Rewrite all the records below, substituting "pin" for "marker" and changing nothing else. Leave the pictures out of your answer.

═════ Data lines

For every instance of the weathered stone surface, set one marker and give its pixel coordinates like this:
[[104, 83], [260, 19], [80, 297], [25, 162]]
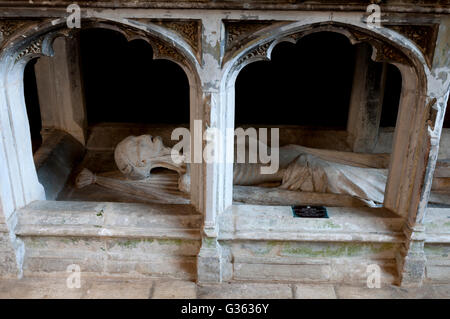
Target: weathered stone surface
[[386, 292], [245, 291], [174, 290], [117, 289]]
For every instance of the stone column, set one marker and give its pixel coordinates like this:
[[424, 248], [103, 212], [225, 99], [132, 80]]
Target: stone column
[[210, 259], [366, 101], [60, 89]]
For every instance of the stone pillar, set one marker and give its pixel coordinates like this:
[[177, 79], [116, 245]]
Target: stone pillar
[[60, 89], [412, 261], [366, 101], [210, 259]]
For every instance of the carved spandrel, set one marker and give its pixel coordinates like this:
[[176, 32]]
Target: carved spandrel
[[9, 26], [258, 52], [385, 52], [189, 30], [424, 36], [237, 30], [35, 48], [163, 50]]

══════════

Final result —
For every instance of the weathered stone surface, set one pin and give its pixel coordinates like this:
[[104, 83], [260, 19], [80, 297], [25, 162]]
Target: weathered stone surface
[[386, 292], [245, 291], [174, 290], [117, 289]]
For every instance of the stone column, set one pin and give its pixel coordinates like this:
[[424, 248], [103, 212], [225, 99], [132, 80]]
Target: stone column
[[210, 259], [366, 101], [60, 89]]
For every instance of the stone pillar, set one pin and give its pixel coordinates like this:
[[177, 79], [116, 245]]
Target: stone pillar
[[60, 89], [412, 261], [366, 101], [210, 259]]
For every instance of the carved spandrel, set one pin and give its pixel coordinates like this:
[[176, 32]]
Target: carved spandrel
[[9, 26], [258, 52], [385, 52], [189, 30], [424, 36], [237, 30], [35, 48], [163, 50]]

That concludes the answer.